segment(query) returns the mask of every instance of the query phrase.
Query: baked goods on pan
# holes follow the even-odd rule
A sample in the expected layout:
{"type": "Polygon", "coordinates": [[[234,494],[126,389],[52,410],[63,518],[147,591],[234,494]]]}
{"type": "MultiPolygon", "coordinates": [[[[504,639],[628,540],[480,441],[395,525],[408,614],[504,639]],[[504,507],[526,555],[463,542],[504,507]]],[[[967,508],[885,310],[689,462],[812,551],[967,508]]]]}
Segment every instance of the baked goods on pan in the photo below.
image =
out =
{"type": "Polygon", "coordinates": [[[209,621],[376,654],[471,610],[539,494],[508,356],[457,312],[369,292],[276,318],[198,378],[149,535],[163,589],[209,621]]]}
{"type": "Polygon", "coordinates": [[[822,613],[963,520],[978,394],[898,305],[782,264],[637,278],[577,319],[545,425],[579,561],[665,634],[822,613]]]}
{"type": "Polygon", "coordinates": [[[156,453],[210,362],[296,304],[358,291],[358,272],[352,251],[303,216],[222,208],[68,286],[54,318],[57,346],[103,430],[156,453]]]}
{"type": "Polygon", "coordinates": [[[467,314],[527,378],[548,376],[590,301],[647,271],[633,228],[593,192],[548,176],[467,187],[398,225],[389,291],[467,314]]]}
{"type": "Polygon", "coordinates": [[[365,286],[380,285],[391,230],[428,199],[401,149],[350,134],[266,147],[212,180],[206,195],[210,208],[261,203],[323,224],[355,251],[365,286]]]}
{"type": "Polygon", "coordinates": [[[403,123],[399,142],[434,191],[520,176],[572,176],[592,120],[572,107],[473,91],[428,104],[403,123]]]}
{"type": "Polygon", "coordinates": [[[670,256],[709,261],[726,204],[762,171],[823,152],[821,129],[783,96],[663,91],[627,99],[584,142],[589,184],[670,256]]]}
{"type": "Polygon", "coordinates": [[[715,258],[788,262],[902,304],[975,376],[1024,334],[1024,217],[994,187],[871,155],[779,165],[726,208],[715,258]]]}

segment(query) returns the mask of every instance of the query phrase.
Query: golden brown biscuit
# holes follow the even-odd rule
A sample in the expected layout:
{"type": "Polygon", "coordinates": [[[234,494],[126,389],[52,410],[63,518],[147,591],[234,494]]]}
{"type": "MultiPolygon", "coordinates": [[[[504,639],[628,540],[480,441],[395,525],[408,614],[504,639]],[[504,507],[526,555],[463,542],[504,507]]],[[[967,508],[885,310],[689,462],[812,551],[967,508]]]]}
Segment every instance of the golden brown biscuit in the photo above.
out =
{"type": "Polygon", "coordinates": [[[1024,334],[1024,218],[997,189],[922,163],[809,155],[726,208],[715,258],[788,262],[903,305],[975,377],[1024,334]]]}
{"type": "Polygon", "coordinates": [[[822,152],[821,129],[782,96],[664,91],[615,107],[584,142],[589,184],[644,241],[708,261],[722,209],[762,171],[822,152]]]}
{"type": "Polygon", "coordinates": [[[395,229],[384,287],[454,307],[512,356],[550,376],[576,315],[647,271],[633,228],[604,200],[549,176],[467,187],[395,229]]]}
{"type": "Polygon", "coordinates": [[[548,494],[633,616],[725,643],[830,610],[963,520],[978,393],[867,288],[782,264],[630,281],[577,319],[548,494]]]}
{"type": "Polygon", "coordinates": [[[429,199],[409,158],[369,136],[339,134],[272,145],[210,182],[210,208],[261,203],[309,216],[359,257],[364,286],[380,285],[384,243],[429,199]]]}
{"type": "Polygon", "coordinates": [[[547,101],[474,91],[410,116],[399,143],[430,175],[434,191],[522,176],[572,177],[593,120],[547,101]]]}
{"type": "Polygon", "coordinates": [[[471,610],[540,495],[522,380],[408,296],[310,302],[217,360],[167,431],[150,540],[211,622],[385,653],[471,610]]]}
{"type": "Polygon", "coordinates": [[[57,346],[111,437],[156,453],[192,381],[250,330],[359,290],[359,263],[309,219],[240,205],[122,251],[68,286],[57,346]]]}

_Task instructions_:
Each line of the entries that contains the word "goods" should be listed.

_Exercise result_:
Query: baked goods on pan
Segment every instance of the baked goods on pan in the photo below.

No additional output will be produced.